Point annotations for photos
= = = =

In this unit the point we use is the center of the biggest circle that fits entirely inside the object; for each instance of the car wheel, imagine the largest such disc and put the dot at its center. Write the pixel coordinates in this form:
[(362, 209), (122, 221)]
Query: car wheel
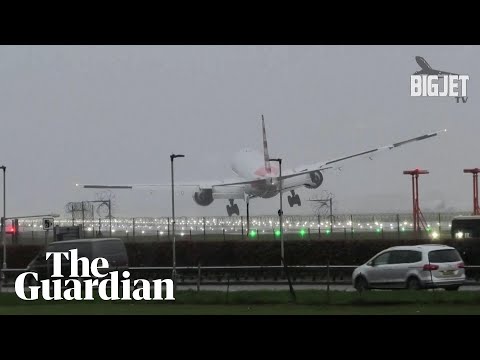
[(413, 283), (452, 288), (361, 284)]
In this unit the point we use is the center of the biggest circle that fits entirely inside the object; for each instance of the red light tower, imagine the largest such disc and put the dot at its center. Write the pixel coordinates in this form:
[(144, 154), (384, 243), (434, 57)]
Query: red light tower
[(476, 208), (417, 213)]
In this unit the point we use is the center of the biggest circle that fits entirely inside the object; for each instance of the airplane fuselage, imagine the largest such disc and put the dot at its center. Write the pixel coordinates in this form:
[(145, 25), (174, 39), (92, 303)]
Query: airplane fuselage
[(250, 165)]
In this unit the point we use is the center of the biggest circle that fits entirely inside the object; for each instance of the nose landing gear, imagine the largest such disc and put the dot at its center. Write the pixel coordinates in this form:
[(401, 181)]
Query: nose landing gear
[(232, 208), (294, 199)]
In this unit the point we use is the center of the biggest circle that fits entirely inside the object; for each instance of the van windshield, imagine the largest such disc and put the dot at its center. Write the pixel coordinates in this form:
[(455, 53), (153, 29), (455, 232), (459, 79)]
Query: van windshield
[(447, 255)]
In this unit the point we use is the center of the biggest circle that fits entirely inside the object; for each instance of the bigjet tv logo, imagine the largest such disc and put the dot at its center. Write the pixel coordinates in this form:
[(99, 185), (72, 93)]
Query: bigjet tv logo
[(79, 284), (432, 82)]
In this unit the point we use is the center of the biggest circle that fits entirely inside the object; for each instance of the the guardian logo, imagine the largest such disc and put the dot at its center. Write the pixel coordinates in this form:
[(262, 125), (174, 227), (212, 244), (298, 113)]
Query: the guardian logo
[(432, 82), (80, 285)]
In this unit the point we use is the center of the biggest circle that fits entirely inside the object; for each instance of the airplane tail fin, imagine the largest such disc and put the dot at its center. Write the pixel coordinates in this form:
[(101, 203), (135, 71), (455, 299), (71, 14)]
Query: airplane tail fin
[(265, 148)]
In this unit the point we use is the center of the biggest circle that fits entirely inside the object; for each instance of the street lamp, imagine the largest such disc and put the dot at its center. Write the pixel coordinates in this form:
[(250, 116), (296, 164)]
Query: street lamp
[(3, 224), (280, 212), (174, 270)]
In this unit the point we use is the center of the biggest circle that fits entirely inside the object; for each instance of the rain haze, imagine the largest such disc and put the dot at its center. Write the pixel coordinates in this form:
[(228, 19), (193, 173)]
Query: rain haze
[(114, 114)]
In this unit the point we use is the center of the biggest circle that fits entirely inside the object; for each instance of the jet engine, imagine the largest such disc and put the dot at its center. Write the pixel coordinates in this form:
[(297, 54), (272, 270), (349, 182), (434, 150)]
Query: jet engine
[(203, 197), (316, 179)]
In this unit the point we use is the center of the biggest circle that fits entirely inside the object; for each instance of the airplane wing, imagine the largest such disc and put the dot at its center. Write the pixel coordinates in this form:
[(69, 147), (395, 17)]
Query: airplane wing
[(366, 153), (320, 166)]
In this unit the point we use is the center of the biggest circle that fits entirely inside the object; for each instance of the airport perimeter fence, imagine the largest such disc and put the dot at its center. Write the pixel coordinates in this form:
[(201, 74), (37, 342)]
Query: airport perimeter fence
[(314, 227)]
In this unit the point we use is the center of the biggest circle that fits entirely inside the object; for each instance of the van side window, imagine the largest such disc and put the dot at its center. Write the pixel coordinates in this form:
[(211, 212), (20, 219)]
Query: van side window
[(382, 259)]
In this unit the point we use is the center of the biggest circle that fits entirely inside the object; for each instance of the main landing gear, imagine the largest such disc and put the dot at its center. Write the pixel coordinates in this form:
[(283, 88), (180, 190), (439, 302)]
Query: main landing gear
[(294, 199), (232, 208)]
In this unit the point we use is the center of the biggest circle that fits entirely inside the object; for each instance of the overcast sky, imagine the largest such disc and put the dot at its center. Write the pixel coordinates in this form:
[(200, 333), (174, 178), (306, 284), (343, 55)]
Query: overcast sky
[(114, 114)]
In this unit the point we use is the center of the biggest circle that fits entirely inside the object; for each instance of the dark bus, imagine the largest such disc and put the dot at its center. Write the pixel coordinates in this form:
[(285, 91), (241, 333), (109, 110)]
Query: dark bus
[(464, 227)]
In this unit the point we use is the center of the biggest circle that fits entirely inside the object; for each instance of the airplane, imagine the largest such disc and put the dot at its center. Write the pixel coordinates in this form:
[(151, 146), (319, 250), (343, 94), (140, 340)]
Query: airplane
[(256, 177), (427, 69)]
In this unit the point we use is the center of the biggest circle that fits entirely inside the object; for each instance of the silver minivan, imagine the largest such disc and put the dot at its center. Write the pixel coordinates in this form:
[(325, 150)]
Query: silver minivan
[(412, 267)]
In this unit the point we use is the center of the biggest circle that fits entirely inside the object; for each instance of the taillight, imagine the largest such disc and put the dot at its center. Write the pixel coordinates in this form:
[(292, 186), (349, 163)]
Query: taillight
[(430, 267)]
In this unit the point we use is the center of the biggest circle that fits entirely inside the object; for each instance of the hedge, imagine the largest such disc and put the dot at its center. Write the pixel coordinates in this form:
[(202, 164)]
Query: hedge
[(225, 253)]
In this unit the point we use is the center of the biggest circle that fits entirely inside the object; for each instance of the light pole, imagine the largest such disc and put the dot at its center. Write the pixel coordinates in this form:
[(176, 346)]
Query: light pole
[(280, 212), (174, 270), (3, 224)]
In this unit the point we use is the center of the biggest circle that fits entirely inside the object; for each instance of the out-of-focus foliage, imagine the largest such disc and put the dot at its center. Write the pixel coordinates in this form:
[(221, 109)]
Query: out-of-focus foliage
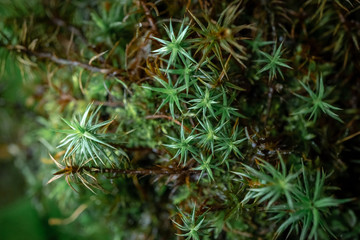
[(185, 119)]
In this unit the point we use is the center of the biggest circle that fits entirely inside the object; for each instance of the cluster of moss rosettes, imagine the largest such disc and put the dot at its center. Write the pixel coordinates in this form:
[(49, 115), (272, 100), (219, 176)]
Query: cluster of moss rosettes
[(225, 120)]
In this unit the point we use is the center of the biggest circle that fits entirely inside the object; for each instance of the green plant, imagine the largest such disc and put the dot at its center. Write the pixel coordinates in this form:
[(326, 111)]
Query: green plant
[(170, 93), (85, 142), (176, 46), (311, 207), (315, 104), (273, 62), (271, 183), (192, 225), (165, 104)]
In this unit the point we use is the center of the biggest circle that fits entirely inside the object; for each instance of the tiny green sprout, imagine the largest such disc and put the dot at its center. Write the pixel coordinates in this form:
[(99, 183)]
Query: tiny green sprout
[(208, 134), (225, 109), (256, 43), (169, 93), (176, 46), (204, 101), (273, 183), (219, 37), (186, 73), (273, 62), (310, 207), (191, 225), (229, 143), (84, 140), (315, 104), (183, 145)]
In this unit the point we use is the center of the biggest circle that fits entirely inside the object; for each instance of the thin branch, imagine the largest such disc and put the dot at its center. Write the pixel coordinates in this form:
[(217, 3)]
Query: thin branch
[(170, 119), (61, 61)]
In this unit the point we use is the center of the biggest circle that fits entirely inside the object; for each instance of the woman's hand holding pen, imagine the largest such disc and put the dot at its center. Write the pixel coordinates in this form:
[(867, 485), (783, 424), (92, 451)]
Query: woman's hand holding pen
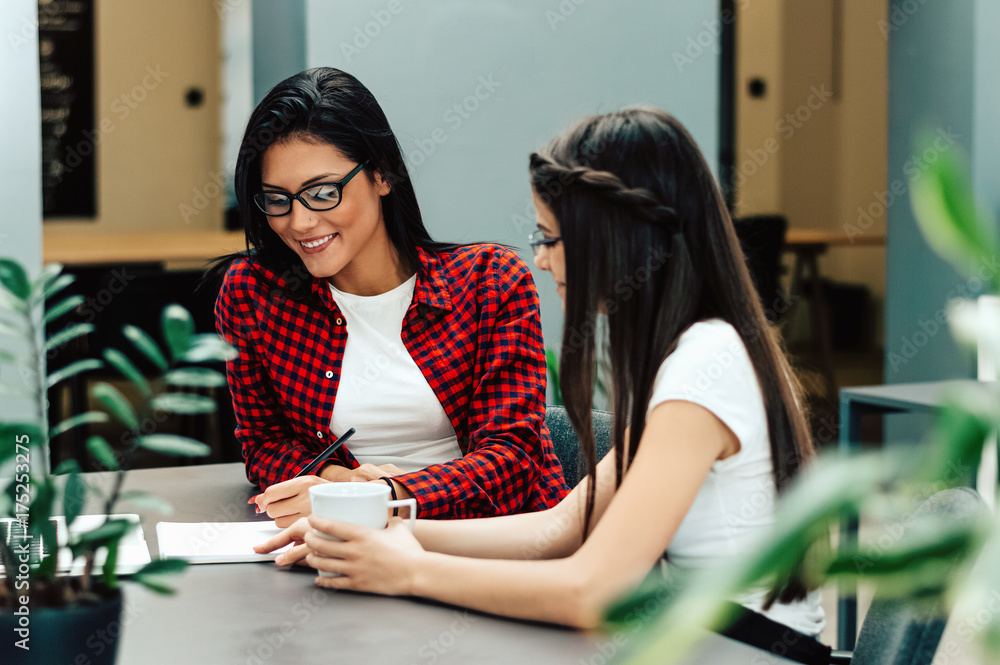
[(288, 501)]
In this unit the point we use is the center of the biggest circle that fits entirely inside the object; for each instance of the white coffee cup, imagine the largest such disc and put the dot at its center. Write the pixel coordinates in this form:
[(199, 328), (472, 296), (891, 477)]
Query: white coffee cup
[(366, 504)]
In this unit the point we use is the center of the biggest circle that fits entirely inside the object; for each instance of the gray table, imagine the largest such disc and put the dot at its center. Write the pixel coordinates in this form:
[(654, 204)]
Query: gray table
[(926, 397), (257, 613)]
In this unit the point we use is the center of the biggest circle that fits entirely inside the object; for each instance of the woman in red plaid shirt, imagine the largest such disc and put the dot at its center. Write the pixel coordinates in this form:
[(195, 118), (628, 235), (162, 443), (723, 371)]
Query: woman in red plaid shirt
[(706, 426), (346, 314)]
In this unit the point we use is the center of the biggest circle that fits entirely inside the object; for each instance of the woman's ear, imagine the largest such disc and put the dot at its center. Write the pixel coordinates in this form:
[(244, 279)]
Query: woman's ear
[(381, 184)]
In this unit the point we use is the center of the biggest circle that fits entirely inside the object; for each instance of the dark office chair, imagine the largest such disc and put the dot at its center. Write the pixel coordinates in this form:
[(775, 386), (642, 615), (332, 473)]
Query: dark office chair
[(567, 446), (899, 631), (763, 239)]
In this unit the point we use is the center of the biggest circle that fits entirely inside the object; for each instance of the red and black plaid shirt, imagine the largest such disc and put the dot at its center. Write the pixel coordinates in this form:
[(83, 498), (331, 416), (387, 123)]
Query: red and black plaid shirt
[(472, 328)]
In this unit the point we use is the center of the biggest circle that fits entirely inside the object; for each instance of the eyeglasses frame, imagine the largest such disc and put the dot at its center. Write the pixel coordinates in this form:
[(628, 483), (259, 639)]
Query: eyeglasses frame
[(339, 184)]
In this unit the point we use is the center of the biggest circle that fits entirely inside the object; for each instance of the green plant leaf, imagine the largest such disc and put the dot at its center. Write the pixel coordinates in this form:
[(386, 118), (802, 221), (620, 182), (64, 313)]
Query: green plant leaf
[(16, 390), (116, 403), (209, 347), (552, 363), (68, 334), (945, 208), (178, 330), (74, 495), (185, 403), (14, 278), (163, 567), (120, 361), (90, 417), (146, 345), (172, 444), (101, 451), (11, 302), (73, 369), (66, 466), (196, 377), (64, 306), (14, 330), (145, 501), (29, 435), (945, 542)]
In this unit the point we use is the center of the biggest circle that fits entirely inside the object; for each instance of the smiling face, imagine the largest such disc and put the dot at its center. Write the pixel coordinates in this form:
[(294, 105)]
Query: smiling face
[(551, 258), (348, 243)]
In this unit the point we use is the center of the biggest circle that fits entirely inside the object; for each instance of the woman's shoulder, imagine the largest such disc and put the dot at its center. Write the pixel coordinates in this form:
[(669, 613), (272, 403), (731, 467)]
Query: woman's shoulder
[(489, 265), (710, 334), (482, 256), (707, 349)]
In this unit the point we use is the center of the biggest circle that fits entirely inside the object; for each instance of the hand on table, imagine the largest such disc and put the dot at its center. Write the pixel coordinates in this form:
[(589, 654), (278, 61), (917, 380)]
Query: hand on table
[(295, 535)]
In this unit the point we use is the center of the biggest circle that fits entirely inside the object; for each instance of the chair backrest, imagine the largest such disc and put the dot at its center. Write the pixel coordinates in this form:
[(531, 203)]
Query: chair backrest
[(762, 238), (899, 631), (567, 445)]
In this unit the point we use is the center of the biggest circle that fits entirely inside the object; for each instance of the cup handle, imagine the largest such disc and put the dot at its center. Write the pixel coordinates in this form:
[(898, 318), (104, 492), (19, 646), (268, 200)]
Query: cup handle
[(412, 503)]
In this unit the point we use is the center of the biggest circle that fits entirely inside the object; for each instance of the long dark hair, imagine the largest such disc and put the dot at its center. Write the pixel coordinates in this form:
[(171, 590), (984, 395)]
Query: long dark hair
[(329, 106), (649, 242)]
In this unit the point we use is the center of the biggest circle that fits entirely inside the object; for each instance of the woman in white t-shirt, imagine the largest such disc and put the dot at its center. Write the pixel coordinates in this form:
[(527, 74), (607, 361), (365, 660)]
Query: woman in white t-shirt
[(632, 226)]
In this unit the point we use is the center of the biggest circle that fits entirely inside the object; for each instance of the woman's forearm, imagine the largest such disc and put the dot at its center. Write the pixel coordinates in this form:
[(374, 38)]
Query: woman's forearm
[(548, 534), (554, 591)]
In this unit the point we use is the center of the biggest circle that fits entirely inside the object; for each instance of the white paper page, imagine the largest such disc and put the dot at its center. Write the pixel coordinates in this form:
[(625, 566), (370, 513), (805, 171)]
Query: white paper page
[(215, 542)]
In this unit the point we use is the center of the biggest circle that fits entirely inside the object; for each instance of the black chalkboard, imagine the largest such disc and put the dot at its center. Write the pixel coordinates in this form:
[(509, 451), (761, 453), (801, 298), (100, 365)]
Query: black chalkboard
[(70, 137)]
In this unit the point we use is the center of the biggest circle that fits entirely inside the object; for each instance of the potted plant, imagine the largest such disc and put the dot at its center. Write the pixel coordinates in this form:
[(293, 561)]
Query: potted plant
[(952, 566), (37, 604)]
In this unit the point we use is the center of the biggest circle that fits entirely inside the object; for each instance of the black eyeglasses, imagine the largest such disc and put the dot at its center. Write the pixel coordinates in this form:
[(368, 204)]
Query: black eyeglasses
[(537, 240), (318, 197)]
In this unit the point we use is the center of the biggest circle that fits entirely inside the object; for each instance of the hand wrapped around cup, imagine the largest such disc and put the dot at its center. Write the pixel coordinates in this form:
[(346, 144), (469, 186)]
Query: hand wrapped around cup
[(367, 504)]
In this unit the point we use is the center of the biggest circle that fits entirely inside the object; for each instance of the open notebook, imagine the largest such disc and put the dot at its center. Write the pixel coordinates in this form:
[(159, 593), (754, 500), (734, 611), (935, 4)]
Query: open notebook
[(215, 542), (132, 551)]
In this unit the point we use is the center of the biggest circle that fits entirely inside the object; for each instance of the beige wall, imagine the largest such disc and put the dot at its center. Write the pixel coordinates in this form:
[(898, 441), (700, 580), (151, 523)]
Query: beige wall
[(829, 157), (155, 154), (759, 54)]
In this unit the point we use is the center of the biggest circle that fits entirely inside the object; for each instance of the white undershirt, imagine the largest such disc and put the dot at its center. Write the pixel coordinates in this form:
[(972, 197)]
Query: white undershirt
[(382, 393), (735, 505)]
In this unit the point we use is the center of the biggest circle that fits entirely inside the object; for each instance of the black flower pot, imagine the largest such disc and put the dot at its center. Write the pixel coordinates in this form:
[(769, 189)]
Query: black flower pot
[(73, 634)]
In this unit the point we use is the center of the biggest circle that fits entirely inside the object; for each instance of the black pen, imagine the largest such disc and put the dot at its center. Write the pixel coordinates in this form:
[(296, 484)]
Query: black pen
[(325, 455), (309, 468)]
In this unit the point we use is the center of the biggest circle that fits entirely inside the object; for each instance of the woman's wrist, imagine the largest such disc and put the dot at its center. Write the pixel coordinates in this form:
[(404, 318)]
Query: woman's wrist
[(335, 473)]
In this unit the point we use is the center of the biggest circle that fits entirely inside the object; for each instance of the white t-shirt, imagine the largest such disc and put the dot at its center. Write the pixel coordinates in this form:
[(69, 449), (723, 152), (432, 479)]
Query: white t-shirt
[(735, 505), (382, 393)]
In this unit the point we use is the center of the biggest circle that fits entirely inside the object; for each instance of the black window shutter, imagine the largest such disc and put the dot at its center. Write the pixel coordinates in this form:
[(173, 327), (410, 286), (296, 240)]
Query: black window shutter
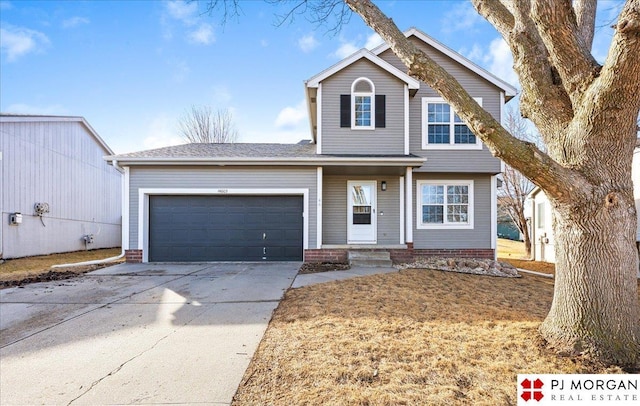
[(345, 110), (381, 111)]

= = = =

• [What you need to do] Only the lines from the one containing "the white t-shirt, imagine" through the last line of the records above should be repeated, exactly and without pictures.

• [The output]
In this unit the point we use is the center of the biggest circle that fits entirely inside the object; for each instance of the white t-shirt, imagine the largest such disc and put the dot at its center. Write the pixel coordinates in this form:
[(69, 449), (723, 152), (432, 479)]
Query: white t-shirt
[(735, 505), (382, 393)]
In this unit the point we use is the center of the biggest circle that fits entirely inside the object; for each instance of the black window shutter, imagine the largest such disc and put the dot at its center. Write the pixel coordinates in this form:
[(173, 327), (410, 286), (296, 240)]
Query: black window shutter
[(345, 110), (381, 111)]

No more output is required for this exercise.